---------- GIVEN DATA

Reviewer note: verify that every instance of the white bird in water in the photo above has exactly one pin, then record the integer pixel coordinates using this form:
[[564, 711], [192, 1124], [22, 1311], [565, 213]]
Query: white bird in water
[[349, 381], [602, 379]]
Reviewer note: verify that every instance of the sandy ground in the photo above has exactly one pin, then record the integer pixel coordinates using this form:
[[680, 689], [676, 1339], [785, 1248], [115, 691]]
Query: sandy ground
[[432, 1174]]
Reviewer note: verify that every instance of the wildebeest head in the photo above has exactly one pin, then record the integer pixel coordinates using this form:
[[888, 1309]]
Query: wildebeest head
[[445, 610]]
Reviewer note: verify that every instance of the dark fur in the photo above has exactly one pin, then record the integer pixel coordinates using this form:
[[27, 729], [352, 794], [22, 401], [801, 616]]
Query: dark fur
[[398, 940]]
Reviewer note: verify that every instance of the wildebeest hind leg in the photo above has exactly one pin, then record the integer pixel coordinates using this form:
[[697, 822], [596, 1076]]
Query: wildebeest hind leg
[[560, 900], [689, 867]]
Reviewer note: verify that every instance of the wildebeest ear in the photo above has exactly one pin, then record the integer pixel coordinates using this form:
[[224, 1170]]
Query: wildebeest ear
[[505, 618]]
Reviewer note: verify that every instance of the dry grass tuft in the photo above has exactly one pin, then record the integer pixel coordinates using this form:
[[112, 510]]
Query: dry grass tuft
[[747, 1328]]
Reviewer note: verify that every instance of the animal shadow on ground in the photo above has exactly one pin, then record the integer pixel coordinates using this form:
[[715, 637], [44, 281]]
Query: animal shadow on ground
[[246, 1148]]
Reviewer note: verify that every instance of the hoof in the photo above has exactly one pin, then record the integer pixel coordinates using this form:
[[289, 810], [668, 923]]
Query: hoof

--------------------

Set the listing above down once more in full, exactly as it is.

Reviewer note: verify that every instance of the white bird in water in the photo above has exactly one pin, then record the integer pixel coordinates using this form:
[[564, 711], [192, 1124], [22, 1311], [565, 213]]
Query: white bird in water
[[349, 381], [602, 379]]
Reviewer note: verify that every instance of the sandy ground in the photo above has exactly one pin, then record the integer pixel coordinates using this form:
[[680, 689], [676, 1339], [785, 1248], [115, 691]]
Query: sandy ground
[[432, 1174]]
Reviewer note: verify that every instance of the wildebeest head in the photo above has exactly one pin, then record the integer pixel coordinates using this form:
[[888, 1309]]
Query: wildebeest head
[[445, 610]]
Reviewer note: verify that every instance of the dark fur in the photo above has exactly one pin, then record the integer pixel coordinates using this form:
[[27, 729], [352, 794], [22, 401], [801, 616]]
Query: dark fur
[[398, 940]]
Reviewer note: verify that every instance of the wildebeest hind leg in the photo above has exactly one pin, then record the integer pixel coordinates using this form:
[[697, 822], [596, 1076]]
Query: wildebeest hind leg
[[560, 900], [689, 867]]
Reviewer note: verify that every instance of the wildebeest ear in the photo above has exactly one pin, then record the integer pixel coordinates using this form:
[[224, 1170]]
Query: wildebeest ear
[[505, 618]]
Reviewer note: verify that every instance of the dry grass tuft in the photo above has exactly one pin, then record the integer pixel coordinates using this form:
[[112, 510]]
Query: dry grass tuft
[[747, 1328]]
Reviewer note: verify that every instance of the animal shadow on ground in the photo above has exactly one pin, then record the integer pixel coordinates using this form:
[[715, 637], [44, 281]]
Query: animal shadow on ground
[[246, 1148]]
Reviewer note: verify that every instance of the hoof in the photo above has exactly one pin, then record the integer pixel coordinates using this form:
[[289, 810], [668, 923]]
Query: hoof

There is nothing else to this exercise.